* Entries shown:

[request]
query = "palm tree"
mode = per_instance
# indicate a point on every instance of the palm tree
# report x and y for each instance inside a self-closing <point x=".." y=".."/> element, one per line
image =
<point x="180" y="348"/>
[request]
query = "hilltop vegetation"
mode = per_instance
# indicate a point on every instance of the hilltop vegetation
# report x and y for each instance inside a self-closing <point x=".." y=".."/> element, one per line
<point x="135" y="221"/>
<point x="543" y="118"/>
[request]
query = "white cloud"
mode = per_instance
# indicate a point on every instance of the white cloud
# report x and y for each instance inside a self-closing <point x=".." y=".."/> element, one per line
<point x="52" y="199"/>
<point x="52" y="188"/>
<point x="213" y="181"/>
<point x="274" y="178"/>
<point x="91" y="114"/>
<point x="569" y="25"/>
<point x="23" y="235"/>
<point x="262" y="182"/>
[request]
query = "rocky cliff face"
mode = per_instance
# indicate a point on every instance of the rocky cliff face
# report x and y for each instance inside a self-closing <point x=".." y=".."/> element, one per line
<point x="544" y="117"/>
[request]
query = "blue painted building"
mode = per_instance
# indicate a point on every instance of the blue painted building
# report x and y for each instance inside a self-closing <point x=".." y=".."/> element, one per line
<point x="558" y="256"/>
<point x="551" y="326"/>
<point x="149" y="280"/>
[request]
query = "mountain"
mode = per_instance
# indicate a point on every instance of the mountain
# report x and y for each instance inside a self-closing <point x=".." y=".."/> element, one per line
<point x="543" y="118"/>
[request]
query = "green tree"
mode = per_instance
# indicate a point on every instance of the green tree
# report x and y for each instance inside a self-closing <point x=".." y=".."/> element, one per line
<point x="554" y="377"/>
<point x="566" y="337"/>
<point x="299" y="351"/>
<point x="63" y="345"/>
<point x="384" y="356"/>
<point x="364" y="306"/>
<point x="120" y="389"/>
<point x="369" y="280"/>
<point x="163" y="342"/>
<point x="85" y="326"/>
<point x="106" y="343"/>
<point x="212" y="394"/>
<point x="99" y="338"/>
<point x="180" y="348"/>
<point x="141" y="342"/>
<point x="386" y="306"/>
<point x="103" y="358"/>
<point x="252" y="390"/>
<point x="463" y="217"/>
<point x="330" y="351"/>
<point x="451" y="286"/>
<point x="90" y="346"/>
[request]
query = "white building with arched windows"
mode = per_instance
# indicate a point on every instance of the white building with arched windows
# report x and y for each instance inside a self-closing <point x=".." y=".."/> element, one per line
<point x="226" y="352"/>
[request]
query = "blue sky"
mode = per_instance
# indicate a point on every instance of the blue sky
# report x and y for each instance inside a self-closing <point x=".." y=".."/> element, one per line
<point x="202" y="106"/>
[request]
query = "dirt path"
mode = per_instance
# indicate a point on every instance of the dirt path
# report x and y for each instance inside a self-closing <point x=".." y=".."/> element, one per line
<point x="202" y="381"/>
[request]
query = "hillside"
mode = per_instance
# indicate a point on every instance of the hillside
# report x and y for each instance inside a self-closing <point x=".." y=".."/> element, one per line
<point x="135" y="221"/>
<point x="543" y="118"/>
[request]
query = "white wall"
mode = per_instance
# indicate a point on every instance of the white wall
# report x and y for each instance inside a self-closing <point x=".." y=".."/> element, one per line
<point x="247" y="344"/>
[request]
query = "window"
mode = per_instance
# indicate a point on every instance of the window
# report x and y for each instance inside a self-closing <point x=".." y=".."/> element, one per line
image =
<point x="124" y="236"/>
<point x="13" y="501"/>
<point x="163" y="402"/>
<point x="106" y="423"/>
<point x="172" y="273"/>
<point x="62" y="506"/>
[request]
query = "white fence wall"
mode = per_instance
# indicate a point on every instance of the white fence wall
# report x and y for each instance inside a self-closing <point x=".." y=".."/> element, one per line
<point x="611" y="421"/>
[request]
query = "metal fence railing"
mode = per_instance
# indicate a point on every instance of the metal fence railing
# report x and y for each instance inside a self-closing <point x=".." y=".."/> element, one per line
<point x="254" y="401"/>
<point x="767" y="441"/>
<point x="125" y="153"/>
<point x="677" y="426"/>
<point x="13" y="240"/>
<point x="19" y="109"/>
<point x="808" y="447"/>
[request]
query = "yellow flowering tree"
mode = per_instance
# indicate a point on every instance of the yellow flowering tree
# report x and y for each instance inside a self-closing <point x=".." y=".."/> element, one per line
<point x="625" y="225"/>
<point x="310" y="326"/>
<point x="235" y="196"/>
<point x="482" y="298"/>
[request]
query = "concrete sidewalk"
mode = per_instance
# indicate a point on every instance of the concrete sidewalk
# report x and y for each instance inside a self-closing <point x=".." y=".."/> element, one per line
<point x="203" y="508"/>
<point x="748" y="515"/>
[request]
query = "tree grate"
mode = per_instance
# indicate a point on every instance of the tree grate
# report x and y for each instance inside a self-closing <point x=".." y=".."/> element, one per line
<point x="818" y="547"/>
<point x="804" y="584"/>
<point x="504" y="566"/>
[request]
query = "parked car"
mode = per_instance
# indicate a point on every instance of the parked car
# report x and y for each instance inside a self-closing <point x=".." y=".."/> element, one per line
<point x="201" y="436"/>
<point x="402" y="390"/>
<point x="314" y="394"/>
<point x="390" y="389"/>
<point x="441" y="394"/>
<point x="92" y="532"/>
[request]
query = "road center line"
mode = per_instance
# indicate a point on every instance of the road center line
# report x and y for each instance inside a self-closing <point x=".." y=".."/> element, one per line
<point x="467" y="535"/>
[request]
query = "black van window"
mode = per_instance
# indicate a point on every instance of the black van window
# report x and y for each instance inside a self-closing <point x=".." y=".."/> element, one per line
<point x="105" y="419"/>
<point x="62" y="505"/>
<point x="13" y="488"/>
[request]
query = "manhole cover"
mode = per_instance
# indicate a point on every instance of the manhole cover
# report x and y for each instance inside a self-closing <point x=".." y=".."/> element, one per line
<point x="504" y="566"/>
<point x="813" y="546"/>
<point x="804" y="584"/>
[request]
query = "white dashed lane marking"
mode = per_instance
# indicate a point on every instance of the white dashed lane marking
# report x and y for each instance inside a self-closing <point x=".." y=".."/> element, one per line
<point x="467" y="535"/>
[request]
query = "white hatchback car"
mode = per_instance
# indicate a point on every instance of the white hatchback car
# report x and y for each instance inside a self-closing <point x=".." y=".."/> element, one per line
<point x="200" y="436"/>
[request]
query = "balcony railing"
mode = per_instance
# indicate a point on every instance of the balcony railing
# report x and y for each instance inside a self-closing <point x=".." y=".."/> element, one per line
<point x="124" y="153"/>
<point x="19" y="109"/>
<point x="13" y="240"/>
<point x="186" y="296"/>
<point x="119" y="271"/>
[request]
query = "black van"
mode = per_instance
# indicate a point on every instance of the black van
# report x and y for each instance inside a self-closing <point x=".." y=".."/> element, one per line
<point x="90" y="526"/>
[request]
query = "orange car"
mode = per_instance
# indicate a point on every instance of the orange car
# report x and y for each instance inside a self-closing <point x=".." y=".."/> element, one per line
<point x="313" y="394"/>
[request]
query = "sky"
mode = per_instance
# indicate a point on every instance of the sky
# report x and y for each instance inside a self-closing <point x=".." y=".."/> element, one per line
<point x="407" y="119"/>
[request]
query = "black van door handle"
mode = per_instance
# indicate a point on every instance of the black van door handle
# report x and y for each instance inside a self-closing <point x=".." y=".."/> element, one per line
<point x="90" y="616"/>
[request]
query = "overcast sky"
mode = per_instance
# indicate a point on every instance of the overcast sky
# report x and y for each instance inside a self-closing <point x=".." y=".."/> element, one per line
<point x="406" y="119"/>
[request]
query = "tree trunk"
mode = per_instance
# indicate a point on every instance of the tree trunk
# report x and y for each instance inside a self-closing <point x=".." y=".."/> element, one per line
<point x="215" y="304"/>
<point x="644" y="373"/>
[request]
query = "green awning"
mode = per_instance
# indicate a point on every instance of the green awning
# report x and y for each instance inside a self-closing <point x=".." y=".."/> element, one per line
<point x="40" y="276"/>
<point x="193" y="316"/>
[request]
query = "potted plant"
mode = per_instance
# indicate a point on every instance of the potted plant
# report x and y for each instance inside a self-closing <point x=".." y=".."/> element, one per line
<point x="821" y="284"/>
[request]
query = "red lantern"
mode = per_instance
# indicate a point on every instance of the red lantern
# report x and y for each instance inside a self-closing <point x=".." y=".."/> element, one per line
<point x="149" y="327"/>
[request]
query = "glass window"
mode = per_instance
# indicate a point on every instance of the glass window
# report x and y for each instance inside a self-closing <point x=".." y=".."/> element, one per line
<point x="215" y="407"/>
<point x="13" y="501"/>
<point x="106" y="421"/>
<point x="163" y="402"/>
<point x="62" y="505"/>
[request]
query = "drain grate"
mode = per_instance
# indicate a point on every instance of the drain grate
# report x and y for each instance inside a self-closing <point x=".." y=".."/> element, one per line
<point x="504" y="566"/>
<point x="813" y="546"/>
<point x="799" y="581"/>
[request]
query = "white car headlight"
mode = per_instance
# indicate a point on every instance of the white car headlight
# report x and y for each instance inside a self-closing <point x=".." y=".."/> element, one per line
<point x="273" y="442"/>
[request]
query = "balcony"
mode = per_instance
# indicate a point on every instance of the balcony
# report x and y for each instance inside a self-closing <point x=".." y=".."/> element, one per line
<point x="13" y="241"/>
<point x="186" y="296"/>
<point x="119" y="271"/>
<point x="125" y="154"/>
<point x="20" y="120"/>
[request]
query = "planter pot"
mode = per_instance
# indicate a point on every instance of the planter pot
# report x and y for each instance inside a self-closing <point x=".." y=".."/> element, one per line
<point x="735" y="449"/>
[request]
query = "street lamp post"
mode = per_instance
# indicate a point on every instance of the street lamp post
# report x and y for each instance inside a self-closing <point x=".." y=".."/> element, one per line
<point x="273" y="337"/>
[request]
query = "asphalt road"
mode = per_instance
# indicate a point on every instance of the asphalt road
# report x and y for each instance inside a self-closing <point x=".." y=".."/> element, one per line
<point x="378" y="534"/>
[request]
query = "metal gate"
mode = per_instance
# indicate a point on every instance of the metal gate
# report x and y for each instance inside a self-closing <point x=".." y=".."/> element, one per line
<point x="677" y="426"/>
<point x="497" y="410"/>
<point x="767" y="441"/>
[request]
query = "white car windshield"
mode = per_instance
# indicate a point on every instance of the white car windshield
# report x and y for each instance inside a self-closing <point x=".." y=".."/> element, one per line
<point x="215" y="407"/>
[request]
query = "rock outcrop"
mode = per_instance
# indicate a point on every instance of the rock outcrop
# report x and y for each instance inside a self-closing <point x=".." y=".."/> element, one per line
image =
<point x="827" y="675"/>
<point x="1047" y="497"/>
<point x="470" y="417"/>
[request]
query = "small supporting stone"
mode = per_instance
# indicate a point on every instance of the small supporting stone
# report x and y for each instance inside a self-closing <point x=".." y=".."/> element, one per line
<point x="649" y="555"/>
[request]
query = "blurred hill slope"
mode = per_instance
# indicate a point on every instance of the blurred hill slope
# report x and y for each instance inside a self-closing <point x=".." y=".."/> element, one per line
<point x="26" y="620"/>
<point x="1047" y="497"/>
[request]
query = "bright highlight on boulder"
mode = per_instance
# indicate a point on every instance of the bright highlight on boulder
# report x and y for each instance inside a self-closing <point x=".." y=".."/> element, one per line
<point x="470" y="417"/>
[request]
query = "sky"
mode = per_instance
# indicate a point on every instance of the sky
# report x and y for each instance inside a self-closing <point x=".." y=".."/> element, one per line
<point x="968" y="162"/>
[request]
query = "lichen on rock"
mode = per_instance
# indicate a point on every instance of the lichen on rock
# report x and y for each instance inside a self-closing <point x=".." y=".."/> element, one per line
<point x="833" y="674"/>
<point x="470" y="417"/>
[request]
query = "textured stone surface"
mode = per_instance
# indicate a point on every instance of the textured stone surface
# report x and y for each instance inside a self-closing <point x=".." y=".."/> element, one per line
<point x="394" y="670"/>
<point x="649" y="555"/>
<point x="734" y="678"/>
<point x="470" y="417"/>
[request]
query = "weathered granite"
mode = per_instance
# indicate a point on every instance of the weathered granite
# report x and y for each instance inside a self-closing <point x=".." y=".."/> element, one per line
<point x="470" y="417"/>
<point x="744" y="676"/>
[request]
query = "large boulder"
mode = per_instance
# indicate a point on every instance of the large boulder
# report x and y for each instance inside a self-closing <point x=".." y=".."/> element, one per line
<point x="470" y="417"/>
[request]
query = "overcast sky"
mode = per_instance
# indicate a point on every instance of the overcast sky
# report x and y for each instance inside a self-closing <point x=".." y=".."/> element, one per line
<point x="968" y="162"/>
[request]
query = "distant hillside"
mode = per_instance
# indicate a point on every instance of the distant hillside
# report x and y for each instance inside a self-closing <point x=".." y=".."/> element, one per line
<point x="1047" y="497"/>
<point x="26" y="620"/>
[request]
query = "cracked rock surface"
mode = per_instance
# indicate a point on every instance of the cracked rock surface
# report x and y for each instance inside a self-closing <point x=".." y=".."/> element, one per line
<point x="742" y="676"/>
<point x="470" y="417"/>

* What the task asks: Which lines in the items above contain the word "drain"? Pick out and copy each of them.

* Expected answer:
query = "drain grate"
# indicate a point on every instance of the drain grate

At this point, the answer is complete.